> Directions
What you return must be the full listing, word for word, with no images in it.

= = =

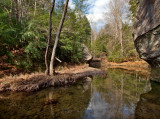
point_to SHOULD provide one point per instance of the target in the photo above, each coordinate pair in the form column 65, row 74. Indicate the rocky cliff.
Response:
column 147, row 32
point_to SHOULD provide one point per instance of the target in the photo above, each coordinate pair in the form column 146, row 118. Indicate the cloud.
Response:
column 71, row 5
column 95, row 15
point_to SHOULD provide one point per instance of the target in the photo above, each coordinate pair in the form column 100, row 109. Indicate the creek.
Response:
column 121, row 94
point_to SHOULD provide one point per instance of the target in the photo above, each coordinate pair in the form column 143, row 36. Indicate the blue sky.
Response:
column 95, row 13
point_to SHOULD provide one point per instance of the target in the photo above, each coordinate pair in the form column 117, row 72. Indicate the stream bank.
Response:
column 37, row 81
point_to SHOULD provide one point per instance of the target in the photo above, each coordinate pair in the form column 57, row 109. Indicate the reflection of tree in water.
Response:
column 116, row 96
column 72, row 102
column 149, row 105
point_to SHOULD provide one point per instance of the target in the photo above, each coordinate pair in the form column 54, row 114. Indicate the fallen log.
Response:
column 39, row 81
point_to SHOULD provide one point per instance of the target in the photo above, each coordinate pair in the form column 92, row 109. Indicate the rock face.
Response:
column 147, row 32
column 87, row 56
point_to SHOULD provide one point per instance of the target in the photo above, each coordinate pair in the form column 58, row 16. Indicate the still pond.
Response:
column 118, row 95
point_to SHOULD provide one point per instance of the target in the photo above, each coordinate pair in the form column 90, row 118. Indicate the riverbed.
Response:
column 120, row 94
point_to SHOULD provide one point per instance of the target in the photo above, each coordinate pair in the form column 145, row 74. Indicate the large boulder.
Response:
column 147, row 32
column 86, row 54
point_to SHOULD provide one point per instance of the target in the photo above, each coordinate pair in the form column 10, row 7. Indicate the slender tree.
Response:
column 49, row 38
column 51, row 72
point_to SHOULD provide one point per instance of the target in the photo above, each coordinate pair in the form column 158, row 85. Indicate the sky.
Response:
column 95, row 13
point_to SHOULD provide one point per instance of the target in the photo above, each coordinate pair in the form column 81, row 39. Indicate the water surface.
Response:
column 119, row 95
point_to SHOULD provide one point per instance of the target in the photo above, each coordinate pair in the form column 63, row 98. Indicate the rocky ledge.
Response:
column 147, row 34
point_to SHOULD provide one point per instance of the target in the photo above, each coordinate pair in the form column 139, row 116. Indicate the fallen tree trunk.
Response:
column 40, row 81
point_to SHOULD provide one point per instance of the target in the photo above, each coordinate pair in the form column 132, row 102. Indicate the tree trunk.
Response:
column 57, row 38
column 121, row 36
column 49, row 38
column 35, row 7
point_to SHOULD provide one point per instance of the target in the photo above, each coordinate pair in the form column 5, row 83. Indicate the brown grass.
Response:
column 37, row 81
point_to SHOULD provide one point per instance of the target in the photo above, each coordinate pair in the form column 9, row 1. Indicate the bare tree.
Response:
column 49, row 38
column 51, row 72
column 115, row 19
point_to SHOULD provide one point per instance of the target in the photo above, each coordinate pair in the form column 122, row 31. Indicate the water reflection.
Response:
column 116, row 96
column 112, row 97
column 149, row 105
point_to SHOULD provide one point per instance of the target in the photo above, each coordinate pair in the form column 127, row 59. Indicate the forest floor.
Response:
column 37, row 81
column 67, row 75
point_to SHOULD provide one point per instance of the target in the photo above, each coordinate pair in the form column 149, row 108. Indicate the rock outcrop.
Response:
column 147, row 32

= = =

> Response
point_to SHOULD provide one point per instance of the target in the photo above, each coordinate pair in the form column 65, row 74. Indicate the rocky cliff.
Response:
column 147, row 32
point_to SHOULD provide one point per instance of the target in the photo above, each coordinate pair in the form column 146, row 118. Indicate the cloud.
Response:
column 71, row 5
column 95, row 15
point_to SHOULD provide one point per instance of the target in the photo above, each coordinate pair in the form column 100, row 109. Indicate the creek.
Response:
column 121, row 94
point_to SHOULD provide one point per instance of the target in the photo above, each coordinate pair in the form column 143, row 36. Indicate the blue sky.
Response:
column 95, row 13
point_to SHOULD provide one point per instance of the target in the photo above, each coordinate pair in the form column 117, row 72. Indicate the stream bank.
Response:
column 37, row 81
point_to SHOULD provide one point per instance of the target in the photo above, each coordinate pair in the form column 57, row 109. Indicate the reflection of tree in water.
Response:
column 116, row 96
column 72, row 102
column 149, row 105
point_to SHOULD provide one point per instance of the target in the photo above, each coordinate pair in the form column 54, row 114. Indicate the fallen log.
Response:
column 39, row 81
point_to SHOULD provide one point per instance of the target in the photo above, each coordinate pair in the form column 92, row 109. Indicate the rock face.
Response:
column 147, row 32
column 87, row 56
point_to SHOULD provide one point per instance of the target in the photo above, each coordinate pair in the form column 58, row 16. Indicate the still pond.
Response:
column 118, row 95
point_to SHOULD provide one point per instance of the target in the photo above, each coordinate pair in the form column 90, row 118. Indicate the riverbed.
Response:
column 120, row 94
point_to SHOULD provide one point per instance of the target in the photo above, each coordinate pair in the form column 145, row 74. Indicate the large boulder.
Response:
column 147, row 32
column 86, row 54
point_to SHOULD provide one point per instance of the target in the photo above, each coordinate pair in the form column 10, row 7. Indicate the slender tree.
Response:
column 49, row 38
column 51, row 72
point_to SHOULD provide one point per instance of the target in the photo above, each coordinate pair in the form column 158, row 85. Indicate the sky.
Response:
column 95, row 13
point_to SHOULD provide one point per instance of the target in the photo above, each coordinate pair in the form column 81, row 39. Indicate the water surface.
Response:
column 119, row 95
point_to SHOULD provide one point per instance of the target in the photo above, each coordinate pair in the form column 63, row 98. Indicate the rocky ledge.
Response:
column 147, row 34
point_to SHOULD provide one point per instance of the target in the photo above, each coordinate pair in the form column 139, row 116. Indicate the fallen tree trunk.
Response:
column 40, row 81
point_to SHOULD provide one point per instance of the target in the photo above, each coordinate pair in the form column 132, row 102. Indicate the tree trunk.
Response:
column 57, row 38
column 121, row 36
column 49, row 38
column 35, row 7
point_to SHOULD provide one point per instance of the target in the photo above, each coordinate pair in the form column 5, row 83. Indicate the brown grass.
Response:
column 37, row 81
point_to SHOULD provide one point per instance of the target in the photo above, each coordinate pair in the form column 9, row 1. Indicate the bare tree.
Response:
column 49, row 38
column 51, row 72
column 115, row 19
point_to SHOULD provide one point per instance of the target in the photo above, each coordinate pair in the form column 122, row 31. Indicate the water reflection.
Response:
column 116, row 96
column 112, row 97
column 149, row 105
point_to SHOULD provide one point per instance of the target in the photo above, each coordinate pair in the form column 127, row 59. Indicate the forest floor.
Response:
column 37, row 81
column 67, row 75
point_to SHOULD provide one point per instance of the target in the photo above, each coordinate pair in the form column 149, row 108. Indicate the rock outcrop.
Response:
column 147, row 32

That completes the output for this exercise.